_KUTIPAN DOKUMEN:_
+===+

Jumat 31 Mar 2017 05:48 WIB

Minimnya Keterpilihan Perempuan

Wartawan Senior - Nurul Hamami
Foto: Republika/ Wihdan
Wartawan Senior - Nurul Hamami

REPUBLIKA.CO.ID, Oleh: Nurul S Hamami, Wartawan Senior Republika

Pilkada serentak 2017, ternyata masih belum berpihak kepada kaum perempuan. Ini bisa dilihat dari kandidat perempuan terpilih yang jumlahnya sangat minim. Dari 45 perempuan yang ikut mencalonkan diri sebagai kepala daerah maupun wakil kepala daerah, hanya 15 yang terpilih atau sekitar 33,3 persen saja.

Bila dikerucutkan lagi ke dalam 202 kursi kepala daerah dan wakil kepala daerah, tersedia di 101 daerah yang melaksanakan pilkada, maka keterpilihan perempuan di 15 daerah itu hanya 7,4 persen. Persentase perempuan terpilih tersebut menjadi lebih kecil lagi bila dibandingkan dengan keseluruhan kontestan yang berjumlah 620 orang (310 pasangan calon), yakni 2,4 persen.

Jumlah keterpilihan perempuan itu berada sedikit di bawah Pilkada 2015. Kala itu, dari 528 kursi kepala daerah dan wakil kepala daerah di 264 daerah yang menggelar pilkada, jumlah perempuan terpilih sebanyak 46 orang (8,7 persen) yang tersebar di 46 daerah.

Sedangkan, jumlah perempuan yang maju ke pilkada tahun 2015 sebanyak 124 orang. Ini artinya, ada 37 persen yang terpilih sebagai kepala daerah dan wakil kepala daerah. Angka ini masih lebih tinggi dibandingkan di 2017.

Dominasi politikus

Jumlah perempuan terpilih di Pilkada 2017 masih didominasi oleh politikus (kader partai) dan juga pejawat. Dari 15 yang terpilih, di antaranya sebanyak sepuluh orang adalah politikus dan empat pejawat kepala daerah dan wakil kepala daerah.  Dari kesepuluh kader partai tersebut, lima orang anggota DPRD dan tiga anggota DPR.

Fakta tersebut tidak jauh berbeda dengan keterpilihan perempuan di Pilkada 2015 yang didominasi oleh kader partai dan pejawat. Terdapat 12 dari 24  perempuan yang terpilih sebagai kepala daerah berlatar belakang pejawat dan kader partai. Sedangkan, sembilan dari 22 perempuan yang terpilih sebagai wakil kepala daerah adalah anggota DPR/DPRD/DPD, serta enam orang merupakan kader partai.

+===+

_INFORMASI YANG DITAMPILKAN:_
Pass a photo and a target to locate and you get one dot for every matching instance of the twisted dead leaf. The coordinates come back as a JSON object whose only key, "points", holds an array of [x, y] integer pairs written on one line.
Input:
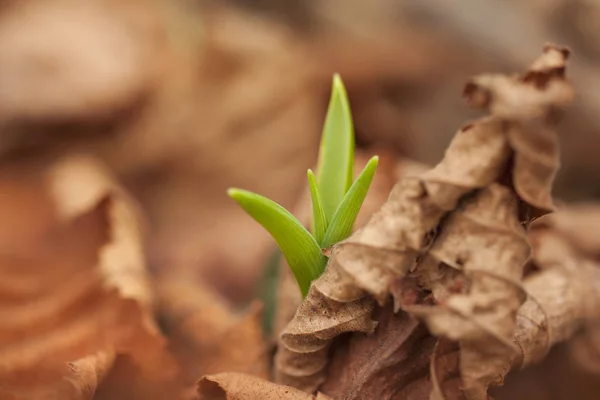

+===+

_TUJUAN TUGAS 1:_
Ubahlah paragraf dalam tulisan tentang keterpilihan perempuan yang diawali dengan “Jumlah perempuan terpilih di Pilkada 2017” menjadi daftar berbutir yang lebih ringkas tanpa menghilangkan fakta utamanya.
_TUJUAN TUGAS 2:_
Tuliskan kembali bagian tulisan tentang keterpilihan perempuan tanpa perubahan sedikit pun, mulai dari “Sedangkan, jumlah perempuan” sampai dengan “tiga anggota DPR.”.

_JAWABAN LENGKAP 1:_
- Perempuan terpilih pada Pilkada 2017 masih didominasi oleh politikus (kader partai) dan pejawat.
- Dari 15 perempuan terpilih, sepuluh orang adalah politikus dan empat orang adalah pejawat kepala daerah dan wakil kepala daerah.
- Dari sepuluh kader partai tersebut, lima orang merupakan anggota DPRD dan tiga orang anggota DPR.

_JAWABAN LENGKAP 2:_
Sedangkan, jumlah perempuan yang maju ke pilkada tahun 2015 sebanyak 124 orang. Ini artinya, ada 37 persen yang terpilih sebagai kepala daerah dan wakil kepala daerah. Angka ini masih lebih tinggi dibandingkan di 2017.

Dominasi politikus

Jumlah perempuan terpilih di Pilkada 2017 masih didominasi oleh politikus (kader partai) dan juga pejawat. Dari 15 yang terpilih, di antaranya sebanyak sepuluh orang adalah politikus dan empat pejawat kepala daerah dan wakil kepala daerah.  Dari kesepuluh kader partai tersebut, lima orang anggota DPRD dan tiga anggota DPR.